● PROVIDED DATA:
....

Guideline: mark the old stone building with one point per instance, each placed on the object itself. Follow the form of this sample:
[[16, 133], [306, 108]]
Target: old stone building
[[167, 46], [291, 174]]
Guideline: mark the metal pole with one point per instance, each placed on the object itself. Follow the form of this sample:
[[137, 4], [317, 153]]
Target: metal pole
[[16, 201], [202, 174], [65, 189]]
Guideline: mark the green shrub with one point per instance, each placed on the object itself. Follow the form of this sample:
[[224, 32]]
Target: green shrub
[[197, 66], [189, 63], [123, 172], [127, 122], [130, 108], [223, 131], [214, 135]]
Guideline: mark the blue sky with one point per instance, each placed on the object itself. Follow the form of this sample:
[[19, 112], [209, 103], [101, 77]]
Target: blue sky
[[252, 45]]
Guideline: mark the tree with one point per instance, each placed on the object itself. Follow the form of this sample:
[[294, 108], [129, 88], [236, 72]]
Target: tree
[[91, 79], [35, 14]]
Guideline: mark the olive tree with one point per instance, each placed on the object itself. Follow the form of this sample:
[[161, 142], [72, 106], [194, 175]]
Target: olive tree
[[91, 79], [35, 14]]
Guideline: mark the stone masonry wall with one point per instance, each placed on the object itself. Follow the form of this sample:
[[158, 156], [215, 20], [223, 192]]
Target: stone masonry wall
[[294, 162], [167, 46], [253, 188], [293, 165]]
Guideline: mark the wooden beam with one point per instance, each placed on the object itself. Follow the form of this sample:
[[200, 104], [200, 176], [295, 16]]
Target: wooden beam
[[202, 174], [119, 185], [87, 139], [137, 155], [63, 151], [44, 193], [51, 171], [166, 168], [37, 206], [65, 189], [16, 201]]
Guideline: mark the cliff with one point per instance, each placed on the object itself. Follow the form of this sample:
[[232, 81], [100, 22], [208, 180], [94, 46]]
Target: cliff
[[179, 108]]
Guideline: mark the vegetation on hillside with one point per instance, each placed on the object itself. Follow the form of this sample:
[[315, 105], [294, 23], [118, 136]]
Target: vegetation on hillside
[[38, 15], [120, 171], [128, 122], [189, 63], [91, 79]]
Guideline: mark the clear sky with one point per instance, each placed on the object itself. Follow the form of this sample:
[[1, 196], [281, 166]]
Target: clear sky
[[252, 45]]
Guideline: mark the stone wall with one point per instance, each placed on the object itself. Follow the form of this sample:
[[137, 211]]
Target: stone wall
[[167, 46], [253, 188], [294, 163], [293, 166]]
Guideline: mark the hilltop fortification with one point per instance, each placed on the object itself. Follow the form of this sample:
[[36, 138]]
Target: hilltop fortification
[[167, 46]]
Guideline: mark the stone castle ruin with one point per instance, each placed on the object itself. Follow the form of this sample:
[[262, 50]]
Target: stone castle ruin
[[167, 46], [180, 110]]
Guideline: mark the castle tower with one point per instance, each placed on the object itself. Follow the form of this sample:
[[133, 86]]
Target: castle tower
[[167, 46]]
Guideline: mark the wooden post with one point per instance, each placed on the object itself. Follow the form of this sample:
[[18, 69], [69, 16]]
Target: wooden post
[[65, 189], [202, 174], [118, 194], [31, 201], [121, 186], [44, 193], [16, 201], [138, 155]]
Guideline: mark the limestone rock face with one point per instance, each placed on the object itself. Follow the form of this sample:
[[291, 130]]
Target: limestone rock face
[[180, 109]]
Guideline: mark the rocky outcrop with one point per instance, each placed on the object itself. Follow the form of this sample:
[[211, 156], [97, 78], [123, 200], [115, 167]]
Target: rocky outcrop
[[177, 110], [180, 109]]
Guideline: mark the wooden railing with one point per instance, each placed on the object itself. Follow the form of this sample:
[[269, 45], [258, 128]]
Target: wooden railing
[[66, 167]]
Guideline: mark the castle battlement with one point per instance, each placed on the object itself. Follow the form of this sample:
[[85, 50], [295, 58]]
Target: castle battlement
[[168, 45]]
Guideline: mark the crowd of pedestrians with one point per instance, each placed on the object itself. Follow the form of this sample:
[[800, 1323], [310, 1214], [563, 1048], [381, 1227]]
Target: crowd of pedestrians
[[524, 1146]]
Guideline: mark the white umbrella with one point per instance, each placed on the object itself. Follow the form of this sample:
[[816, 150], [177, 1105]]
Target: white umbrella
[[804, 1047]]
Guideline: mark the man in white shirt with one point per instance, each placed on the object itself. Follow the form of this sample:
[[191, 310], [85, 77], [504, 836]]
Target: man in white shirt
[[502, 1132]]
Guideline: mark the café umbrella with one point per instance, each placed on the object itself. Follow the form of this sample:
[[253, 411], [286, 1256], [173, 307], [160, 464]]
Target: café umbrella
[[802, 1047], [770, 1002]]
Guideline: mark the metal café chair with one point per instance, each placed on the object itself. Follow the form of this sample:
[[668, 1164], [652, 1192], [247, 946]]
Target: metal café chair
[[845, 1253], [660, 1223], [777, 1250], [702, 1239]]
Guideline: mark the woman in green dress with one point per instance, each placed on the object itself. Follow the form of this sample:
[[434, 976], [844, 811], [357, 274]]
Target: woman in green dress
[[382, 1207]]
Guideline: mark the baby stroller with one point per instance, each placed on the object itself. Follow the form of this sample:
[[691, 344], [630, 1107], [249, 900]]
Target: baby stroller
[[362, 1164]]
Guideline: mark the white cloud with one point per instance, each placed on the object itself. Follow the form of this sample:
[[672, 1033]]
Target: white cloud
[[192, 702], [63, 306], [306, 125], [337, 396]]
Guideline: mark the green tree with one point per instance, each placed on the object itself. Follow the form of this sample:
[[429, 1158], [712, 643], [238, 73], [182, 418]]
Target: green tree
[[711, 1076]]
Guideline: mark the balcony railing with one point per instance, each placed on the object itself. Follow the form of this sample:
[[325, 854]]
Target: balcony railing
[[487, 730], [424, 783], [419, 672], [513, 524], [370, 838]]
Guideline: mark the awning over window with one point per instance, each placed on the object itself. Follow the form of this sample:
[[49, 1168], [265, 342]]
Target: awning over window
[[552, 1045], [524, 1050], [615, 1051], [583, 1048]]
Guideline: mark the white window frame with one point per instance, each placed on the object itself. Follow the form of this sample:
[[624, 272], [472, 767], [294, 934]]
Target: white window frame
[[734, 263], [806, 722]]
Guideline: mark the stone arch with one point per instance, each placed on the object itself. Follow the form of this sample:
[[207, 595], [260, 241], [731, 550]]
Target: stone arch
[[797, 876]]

....

● AIM OF THE TASK: Return nothing but the lines from the first line of the listing through the line with "Guideline: mark the metal pole", please, keeping every one of them unchanged.

● RESULT:
Guideline: mark the old stone building with one point per instance, each placed on the object itself. Follow the form of this sample:
[[16, 133], [306, 108]]
Target: old stone building
[[167, 46], [291, 174]]
Guideline: mark the metal pole with one point per instance, each placed on the object itself. Follow the form of this sample:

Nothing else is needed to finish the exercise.